● The task: Set down exactly, from the records below, the line with "of the pink" through the line with "the black dress", and nothing else.

● Dataset entries:
Start of Block

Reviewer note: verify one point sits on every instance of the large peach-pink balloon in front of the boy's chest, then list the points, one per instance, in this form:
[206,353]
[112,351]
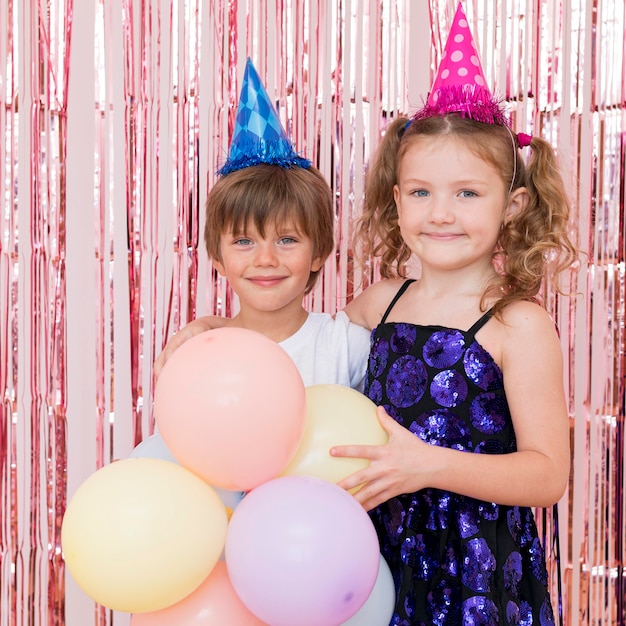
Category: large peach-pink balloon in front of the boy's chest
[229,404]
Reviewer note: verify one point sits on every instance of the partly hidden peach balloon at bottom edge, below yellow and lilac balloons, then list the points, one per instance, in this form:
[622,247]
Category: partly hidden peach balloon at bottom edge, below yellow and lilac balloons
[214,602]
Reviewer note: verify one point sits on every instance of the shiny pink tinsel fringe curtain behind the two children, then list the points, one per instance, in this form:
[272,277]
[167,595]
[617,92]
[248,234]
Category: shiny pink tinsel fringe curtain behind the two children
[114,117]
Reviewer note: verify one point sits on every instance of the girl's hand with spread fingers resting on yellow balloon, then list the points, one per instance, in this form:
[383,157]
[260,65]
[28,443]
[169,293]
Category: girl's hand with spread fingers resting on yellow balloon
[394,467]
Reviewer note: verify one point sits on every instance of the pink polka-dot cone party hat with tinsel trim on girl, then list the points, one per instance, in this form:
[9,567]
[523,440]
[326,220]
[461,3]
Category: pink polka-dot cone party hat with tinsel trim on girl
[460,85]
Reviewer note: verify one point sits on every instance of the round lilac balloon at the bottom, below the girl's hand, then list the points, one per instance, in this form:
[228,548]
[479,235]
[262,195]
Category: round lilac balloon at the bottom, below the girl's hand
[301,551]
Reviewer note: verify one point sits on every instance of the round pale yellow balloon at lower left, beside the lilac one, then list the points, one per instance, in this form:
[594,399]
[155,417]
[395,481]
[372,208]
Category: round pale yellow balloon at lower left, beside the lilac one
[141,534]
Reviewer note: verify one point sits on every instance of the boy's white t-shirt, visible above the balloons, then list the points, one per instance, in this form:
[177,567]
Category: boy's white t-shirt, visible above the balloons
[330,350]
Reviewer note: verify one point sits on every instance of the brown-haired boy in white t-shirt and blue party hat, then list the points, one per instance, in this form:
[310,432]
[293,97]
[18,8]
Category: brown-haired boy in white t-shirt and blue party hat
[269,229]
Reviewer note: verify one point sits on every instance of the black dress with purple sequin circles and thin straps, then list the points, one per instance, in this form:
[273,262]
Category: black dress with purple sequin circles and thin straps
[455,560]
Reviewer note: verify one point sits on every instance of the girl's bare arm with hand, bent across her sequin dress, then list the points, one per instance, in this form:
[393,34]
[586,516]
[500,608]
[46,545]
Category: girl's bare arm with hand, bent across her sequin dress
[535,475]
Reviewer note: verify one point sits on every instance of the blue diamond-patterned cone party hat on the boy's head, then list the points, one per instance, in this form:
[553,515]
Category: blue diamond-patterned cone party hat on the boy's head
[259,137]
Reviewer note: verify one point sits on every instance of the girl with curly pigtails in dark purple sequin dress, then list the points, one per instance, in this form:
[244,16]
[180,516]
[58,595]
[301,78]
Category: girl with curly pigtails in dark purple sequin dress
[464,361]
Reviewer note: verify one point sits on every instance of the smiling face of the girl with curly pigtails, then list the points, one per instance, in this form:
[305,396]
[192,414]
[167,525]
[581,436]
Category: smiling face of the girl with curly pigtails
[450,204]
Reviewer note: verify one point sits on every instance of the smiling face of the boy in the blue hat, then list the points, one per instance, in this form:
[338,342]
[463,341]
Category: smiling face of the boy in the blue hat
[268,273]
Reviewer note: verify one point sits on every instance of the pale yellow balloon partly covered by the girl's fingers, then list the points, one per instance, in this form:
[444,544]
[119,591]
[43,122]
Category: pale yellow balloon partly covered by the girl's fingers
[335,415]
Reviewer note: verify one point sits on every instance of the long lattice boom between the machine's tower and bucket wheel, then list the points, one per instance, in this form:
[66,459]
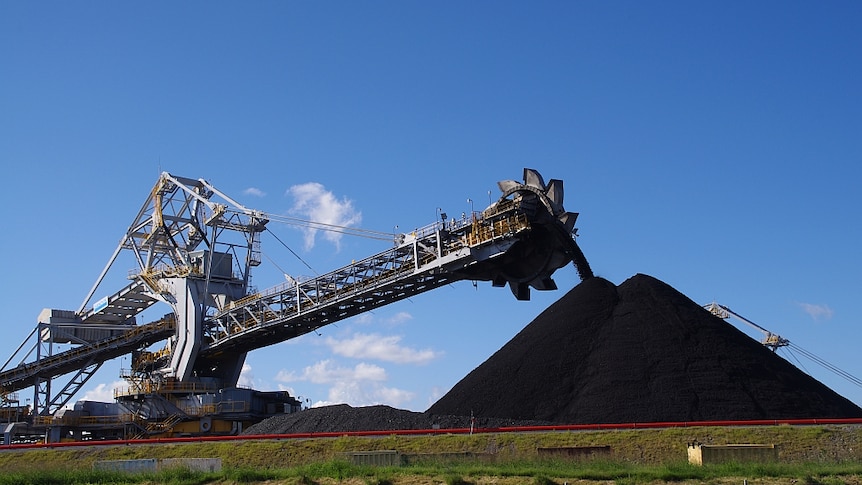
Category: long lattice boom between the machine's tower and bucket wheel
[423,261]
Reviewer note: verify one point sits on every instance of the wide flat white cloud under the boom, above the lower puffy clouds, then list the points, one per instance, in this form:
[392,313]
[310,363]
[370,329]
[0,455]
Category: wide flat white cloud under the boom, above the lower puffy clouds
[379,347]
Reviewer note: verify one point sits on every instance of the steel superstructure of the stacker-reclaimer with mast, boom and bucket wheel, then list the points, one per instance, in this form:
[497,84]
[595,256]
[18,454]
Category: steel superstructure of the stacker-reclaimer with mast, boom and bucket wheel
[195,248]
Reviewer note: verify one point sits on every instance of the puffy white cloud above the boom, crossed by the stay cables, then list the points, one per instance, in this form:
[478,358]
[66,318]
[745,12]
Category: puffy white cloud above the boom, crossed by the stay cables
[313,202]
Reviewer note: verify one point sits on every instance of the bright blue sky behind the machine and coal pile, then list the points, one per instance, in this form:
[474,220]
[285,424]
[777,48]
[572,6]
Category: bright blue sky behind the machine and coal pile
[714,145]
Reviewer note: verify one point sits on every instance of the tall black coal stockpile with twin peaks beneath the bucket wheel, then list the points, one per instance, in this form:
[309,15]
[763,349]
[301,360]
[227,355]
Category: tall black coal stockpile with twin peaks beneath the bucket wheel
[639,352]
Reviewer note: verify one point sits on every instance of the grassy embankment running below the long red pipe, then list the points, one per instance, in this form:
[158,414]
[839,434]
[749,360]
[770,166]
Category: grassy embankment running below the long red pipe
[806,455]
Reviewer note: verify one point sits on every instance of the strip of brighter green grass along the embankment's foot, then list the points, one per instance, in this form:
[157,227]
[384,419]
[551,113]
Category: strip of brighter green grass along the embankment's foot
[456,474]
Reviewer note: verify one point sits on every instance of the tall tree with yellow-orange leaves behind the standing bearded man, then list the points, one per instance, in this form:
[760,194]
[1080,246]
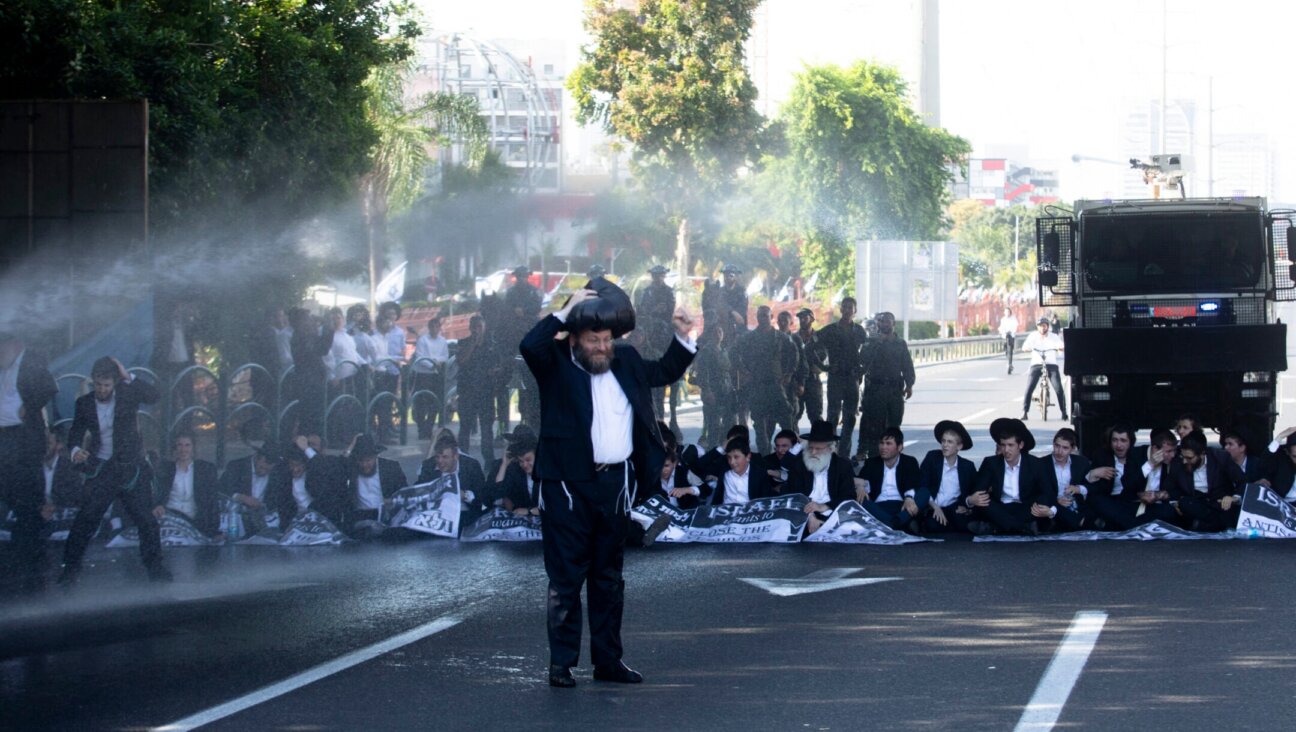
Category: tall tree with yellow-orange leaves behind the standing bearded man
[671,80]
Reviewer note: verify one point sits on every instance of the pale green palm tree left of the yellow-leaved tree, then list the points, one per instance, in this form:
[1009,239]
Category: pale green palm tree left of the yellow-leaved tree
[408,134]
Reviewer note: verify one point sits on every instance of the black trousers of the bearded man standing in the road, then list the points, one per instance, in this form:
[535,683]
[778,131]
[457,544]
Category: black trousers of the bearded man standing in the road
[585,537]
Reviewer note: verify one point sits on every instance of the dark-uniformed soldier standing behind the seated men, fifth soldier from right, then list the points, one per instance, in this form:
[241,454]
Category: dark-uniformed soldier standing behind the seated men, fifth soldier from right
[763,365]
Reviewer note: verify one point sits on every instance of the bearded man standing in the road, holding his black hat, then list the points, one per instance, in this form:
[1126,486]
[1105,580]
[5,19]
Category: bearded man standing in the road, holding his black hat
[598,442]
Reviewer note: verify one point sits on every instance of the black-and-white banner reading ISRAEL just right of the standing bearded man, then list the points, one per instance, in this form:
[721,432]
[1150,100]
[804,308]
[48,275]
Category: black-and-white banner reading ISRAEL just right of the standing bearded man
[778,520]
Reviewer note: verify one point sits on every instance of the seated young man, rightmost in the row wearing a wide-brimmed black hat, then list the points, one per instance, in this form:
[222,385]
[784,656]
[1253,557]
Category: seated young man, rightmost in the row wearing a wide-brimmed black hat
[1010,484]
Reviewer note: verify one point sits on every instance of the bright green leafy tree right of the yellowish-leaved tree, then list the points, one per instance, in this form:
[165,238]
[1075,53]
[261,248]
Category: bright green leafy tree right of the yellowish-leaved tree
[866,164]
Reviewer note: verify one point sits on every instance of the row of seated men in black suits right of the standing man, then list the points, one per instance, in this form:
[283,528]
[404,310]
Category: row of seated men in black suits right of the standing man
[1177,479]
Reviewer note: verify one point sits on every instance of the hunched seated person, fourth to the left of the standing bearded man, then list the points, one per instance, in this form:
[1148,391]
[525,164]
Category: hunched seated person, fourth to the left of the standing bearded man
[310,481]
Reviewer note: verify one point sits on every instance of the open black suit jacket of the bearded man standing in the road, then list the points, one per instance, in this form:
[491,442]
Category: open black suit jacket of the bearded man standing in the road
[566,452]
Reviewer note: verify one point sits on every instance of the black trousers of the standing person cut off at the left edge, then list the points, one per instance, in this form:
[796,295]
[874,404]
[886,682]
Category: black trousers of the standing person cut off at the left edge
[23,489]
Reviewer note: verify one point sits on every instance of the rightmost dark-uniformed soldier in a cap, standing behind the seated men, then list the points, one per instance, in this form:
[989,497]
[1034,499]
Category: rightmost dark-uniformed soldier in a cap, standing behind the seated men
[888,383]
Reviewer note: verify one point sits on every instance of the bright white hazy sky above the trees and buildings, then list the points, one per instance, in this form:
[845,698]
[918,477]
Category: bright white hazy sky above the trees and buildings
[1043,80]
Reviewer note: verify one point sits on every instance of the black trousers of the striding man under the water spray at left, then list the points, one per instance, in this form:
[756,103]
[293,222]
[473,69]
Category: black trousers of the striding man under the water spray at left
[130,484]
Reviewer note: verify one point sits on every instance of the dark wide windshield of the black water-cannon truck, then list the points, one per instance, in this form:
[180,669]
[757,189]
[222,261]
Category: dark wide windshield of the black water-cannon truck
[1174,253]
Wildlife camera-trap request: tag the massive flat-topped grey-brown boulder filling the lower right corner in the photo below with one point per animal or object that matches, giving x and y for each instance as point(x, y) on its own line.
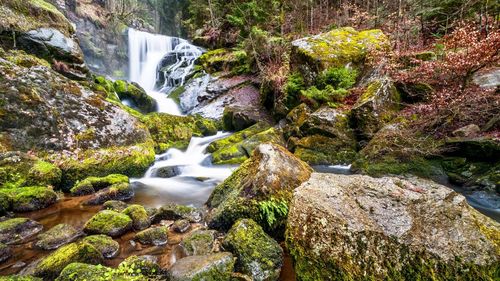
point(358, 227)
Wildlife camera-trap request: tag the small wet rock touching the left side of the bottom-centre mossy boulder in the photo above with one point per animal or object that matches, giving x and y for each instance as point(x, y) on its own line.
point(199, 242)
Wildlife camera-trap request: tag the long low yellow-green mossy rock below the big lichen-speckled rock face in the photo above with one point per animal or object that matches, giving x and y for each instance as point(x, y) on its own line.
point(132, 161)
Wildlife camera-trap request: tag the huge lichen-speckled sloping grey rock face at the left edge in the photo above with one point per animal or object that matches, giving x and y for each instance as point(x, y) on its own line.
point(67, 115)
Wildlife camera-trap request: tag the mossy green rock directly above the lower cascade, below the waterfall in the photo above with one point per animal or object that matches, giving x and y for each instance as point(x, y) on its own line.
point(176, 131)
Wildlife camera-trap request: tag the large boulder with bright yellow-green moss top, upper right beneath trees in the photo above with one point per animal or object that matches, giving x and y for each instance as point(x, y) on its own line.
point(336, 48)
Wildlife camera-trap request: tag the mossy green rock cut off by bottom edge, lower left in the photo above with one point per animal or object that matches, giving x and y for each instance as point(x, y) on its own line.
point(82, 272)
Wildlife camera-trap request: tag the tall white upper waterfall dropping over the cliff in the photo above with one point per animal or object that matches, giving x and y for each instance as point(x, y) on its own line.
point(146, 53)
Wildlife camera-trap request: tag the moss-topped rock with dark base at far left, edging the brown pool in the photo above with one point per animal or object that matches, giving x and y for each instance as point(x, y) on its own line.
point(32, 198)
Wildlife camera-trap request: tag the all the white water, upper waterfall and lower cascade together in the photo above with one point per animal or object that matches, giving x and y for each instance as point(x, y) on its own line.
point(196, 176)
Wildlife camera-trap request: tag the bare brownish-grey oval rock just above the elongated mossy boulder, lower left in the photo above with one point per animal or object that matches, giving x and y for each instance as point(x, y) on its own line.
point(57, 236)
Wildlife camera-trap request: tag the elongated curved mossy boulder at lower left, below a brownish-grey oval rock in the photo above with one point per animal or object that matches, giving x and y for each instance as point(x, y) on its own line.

End of Block

● Output for this exercise:
Reviewer note: verify one point sits on every instance of the pink polka-dot cone party hat with tinsel trim on girl, then list the points, one per instance, in this form:
[9,567]
[523,440]
[326,220]
[461,3]
Category: pink polka-dot cone party hat with tinsel trim on girl
[460,85]
Reviewer note: verify one point sits on every instance of the round lilac balloon at the bottom, below the girl's hand, then list the points, one per instance, in this form:
[228,548]
[479,235]
[262,195]
Category: round lilac balloon at the bottom, below the girl's hand
[301,551]
Reviewer note: verify one point sits on every instance of the round pale yellow balloon at lower left, beside the lilac one, then list the points, one per instance, in this form:
[594,399]
[155,417]
[395,481]
[372,208]
Category: round pale yellow balloon at lower left, beside the lilac one
[141,534]
Reviewer note: verify one point sits on every instance of the boy's white t-shirt, visible above the balloons, then list the points, one per instance, in this form:
[177,567]
Category: boy's white t-shirt, visible above the balloons
[330,350]
Reviewer note: verify one point sits on every instance of the brown-haired boy in white t-shirt and blue party hat, then list the points, one per instance, in this form:
[310,432]
[293,97]
[18,8]
Category: brown-haired boy in white t-shirt and blue party hat
[269,229]
Reviewer note: verify one point sits on every instance of the black dress with purple sequin circles and thin straps, then list the points, one per instance, in this form:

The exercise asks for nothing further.